Given instruction: As an exercise in exact copying, transcribe the lines below from the one holding "Reviewer note: confirm that every instance of the spiky" through the last, with both ends included and pictures left out.

====== Records

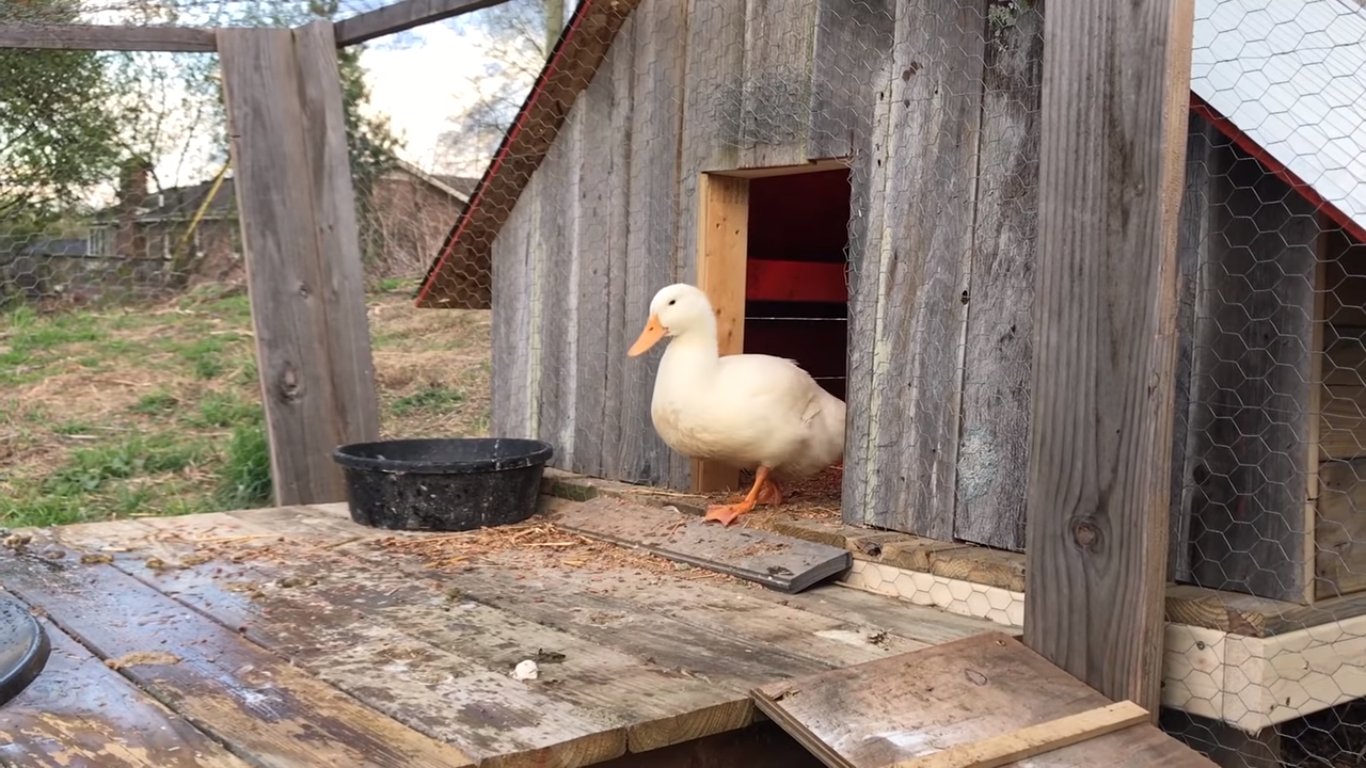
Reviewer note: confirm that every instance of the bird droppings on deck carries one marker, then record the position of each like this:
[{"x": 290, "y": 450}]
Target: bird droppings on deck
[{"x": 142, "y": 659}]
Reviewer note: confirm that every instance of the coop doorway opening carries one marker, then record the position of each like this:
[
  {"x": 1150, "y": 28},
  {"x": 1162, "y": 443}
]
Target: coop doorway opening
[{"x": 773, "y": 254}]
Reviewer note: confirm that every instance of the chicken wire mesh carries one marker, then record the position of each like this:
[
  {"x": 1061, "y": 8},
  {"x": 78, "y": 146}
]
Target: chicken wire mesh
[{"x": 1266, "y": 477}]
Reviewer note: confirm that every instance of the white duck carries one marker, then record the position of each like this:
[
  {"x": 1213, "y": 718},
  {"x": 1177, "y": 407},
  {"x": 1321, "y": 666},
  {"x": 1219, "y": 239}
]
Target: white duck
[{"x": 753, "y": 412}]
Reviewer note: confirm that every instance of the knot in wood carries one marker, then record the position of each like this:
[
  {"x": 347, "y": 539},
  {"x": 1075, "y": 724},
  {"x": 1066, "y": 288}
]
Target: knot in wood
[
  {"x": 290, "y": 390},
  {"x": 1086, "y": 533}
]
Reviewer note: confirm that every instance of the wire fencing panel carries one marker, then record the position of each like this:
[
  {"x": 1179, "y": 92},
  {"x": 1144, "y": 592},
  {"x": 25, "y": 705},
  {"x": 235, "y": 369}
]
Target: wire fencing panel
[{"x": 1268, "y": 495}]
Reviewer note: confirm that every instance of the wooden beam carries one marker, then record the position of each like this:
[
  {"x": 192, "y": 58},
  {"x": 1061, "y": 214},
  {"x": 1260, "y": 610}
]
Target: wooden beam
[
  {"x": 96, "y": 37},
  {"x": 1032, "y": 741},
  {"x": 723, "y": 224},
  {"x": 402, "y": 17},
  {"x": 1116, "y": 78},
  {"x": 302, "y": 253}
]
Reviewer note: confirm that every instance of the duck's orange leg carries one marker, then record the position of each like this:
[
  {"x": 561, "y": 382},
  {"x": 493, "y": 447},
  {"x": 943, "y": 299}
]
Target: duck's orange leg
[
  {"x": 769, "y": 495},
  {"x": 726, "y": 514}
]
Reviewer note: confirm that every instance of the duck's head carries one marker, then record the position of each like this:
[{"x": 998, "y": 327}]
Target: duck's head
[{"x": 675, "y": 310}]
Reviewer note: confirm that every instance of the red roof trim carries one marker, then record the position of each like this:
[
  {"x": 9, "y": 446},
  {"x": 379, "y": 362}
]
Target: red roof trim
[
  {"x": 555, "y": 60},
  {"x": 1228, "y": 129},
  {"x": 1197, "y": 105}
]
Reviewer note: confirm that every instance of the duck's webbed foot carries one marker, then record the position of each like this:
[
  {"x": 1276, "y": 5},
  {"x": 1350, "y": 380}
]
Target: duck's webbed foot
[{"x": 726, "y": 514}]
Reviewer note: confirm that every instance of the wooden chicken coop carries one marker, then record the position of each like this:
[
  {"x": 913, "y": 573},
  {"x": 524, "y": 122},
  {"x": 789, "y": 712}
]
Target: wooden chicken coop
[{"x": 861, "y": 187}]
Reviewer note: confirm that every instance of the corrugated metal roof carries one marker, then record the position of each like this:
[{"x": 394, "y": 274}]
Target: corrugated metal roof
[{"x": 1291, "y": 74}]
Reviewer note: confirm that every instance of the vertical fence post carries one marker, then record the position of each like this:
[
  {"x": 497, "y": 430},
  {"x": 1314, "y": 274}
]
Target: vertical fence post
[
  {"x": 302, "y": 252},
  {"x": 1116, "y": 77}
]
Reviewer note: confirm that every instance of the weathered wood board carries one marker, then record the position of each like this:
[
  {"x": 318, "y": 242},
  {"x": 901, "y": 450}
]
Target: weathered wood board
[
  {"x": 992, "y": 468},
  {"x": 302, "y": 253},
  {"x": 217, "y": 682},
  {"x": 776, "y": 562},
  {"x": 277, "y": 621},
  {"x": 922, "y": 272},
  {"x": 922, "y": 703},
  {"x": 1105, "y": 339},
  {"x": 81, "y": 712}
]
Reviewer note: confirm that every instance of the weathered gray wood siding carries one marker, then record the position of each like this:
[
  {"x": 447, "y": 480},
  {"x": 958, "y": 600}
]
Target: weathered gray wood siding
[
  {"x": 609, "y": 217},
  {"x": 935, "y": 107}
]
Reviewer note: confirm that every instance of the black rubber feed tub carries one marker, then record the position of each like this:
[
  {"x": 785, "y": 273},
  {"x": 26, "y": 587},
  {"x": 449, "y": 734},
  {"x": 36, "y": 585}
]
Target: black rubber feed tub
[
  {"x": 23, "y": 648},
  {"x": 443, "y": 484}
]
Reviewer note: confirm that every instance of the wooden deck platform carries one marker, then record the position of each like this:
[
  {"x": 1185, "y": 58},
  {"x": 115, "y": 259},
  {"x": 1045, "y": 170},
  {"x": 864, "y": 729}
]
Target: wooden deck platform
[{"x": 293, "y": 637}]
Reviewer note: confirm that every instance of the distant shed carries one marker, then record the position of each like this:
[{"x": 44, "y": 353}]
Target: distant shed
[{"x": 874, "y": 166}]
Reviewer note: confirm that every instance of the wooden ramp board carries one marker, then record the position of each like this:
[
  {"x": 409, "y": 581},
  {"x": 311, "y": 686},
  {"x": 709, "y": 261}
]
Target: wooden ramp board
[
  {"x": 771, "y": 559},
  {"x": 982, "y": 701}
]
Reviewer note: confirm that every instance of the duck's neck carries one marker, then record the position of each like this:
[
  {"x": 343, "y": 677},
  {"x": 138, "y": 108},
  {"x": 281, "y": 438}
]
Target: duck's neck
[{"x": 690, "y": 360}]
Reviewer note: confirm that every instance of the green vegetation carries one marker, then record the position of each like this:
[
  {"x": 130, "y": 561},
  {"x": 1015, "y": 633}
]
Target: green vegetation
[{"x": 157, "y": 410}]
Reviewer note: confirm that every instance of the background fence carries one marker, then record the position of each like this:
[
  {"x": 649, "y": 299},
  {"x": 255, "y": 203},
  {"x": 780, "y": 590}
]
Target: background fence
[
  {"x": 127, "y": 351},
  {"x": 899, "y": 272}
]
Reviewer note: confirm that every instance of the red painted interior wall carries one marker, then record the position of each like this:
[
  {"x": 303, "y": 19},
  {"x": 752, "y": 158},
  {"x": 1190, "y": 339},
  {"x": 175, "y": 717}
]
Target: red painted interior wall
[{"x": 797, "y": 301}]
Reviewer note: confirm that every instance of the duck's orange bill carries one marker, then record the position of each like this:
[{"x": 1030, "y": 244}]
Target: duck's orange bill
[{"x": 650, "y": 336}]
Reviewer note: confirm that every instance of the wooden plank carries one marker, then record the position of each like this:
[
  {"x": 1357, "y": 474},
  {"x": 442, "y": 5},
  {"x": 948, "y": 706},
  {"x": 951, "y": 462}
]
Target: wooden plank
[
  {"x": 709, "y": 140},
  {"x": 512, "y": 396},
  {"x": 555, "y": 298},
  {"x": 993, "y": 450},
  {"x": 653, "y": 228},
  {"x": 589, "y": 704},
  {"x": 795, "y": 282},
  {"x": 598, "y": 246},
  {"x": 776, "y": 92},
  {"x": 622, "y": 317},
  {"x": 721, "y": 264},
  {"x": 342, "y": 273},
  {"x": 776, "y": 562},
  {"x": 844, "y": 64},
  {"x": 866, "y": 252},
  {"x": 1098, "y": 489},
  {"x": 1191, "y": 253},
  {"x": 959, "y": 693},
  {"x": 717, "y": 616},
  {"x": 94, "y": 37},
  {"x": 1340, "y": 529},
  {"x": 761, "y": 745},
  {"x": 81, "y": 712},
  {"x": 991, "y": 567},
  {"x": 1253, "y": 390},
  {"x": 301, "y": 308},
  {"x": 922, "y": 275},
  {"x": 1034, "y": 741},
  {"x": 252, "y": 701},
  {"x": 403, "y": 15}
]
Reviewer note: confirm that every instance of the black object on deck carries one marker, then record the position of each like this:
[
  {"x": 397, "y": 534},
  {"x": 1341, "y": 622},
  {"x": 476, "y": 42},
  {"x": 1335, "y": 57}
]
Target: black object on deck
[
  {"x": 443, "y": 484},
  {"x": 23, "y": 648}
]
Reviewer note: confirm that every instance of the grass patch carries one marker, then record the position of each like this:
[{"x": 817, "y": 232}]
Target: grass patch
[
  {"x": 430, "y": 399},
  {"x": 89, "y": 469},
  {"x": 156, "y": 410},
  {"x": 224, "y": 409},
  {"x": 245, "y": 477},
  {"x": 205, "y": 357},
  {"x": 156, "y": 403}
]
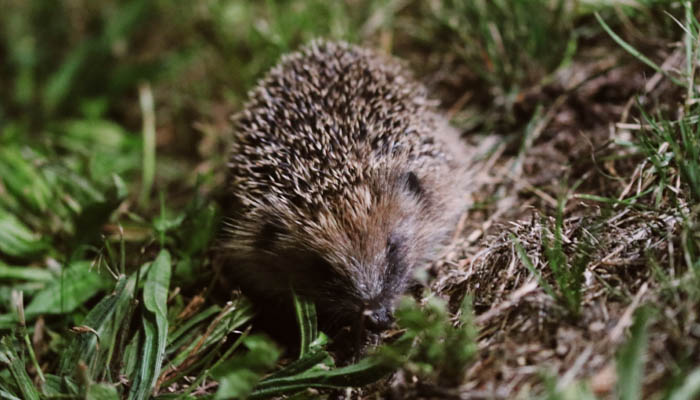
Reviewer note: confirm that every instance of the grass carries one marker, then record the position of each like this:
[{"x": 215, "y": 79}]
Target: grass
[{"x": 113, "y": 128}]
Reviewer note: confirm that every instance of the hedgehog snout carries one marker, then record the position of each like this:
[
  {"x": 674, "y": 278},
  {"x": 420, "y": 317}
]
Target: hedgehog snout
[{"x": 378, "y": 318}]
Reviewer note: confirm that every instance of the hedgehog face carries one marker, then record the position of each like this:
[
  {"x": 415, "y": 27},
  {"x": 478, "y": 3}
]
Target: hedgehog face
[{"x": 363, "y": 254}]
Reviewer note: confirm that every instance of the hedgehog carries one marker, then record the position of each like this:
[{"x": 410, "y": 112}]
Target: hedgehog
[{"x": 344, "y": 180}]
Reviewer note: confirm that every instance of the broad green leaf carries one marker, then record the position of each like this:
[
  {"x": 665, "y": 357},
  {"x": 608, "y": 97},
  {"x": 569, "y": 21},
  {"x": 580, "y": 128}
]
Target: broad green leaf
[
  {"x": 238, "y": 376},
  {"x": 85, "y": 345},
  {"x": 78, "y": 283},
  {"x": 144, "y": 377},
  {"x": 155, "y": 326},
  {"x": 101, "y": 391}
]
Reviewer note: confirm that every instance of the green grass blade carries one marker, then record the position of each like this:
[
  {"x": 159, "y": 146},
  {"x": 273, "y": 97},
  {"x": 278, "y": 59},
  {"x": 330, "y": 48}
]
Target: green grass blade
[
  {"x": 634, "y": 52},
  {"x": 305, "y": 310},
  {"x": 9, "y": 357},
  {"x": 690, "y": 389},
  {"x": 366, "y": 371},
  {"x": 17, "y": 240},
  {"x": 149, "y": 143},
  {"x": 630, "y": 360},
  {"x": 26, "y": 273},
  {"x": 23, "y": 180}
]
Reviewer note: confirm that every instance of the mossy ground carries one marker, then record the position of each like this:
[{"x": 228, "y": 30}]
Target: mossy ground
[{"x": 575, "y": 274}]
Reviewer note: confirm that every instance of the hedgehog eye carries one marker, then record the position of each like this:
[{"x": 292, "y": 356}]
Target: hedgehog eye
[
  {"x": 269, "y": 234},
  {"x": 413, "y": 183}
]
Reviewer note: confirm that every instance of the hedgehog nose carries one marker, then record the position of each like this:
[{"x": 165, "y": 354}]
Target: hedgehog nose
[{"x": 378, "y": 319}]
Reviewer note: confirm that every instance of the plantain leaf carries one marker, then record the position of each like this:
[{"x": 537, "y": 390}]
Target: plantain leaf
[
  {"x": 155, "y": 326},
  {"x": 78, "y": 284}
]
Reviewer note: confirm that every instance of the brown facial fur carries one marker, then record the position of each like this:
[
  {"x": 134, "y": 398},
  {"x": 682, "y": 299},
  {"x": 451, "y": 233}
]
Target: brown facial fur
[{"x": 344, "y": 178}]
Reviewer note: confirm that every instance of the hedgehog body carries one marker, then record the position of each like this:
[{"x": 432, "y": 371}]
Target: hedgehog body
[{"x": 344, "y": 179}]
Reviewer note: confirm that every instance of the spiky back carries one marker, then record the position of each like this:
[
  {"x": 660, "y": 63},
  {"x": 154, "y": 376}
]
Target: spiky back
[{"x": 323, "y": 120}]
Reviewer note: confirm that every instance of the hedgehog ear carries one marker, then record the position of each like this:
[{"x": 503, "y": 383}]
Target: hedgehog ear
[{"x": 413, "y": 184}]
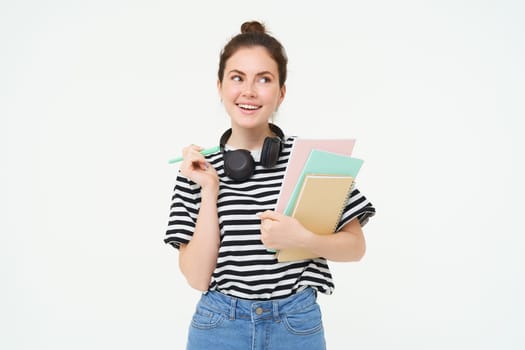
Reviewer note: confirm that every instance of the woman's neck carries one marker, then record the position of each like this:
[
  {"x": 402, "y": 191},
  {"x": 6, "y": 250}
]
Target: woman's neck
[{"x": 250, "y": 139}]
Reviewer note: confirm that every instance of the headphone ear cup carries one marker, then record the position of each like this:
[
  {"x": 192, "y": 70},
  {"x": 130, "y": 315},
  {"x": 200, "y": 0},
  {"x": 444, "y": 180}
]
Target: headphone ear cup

============

Result of the task:
Reviewer note: confirm that every instance of the spiky back carries one marker, then record the position of each like this:
[
  {"x": 660, "y": 63},
  {"x": 154, "y": 376}
]
Target: spiky back
[{"x": 323, "y": 120}]
Reviewer note: confirm that every instance of the hedgehog ear carries one marker, then record the position of each like this:
[{"x": 503, "y": 383}]
Target: hedgehog ear
[{"x": 413, "y": 184}]
Reviewer note: confirm that every instance of the woman's neck carries one marker, then record the position of each like this:
[
  {"x": 402, "y": 191},
  {"x": 6, "y": 250}
]
Target: woman's neck
[{"x": 250, "y": 139}]
Reviewer note: confirm that every instance of the headphone ear cup carries one marker, then record the position of each like this:
[
  {"x": 192, "y": 70},
  {"x": 130, "y": 315},
  {"x": 200, "y": 0},
  {"x": 444, "y": 180}
]
Target: headphone ear cup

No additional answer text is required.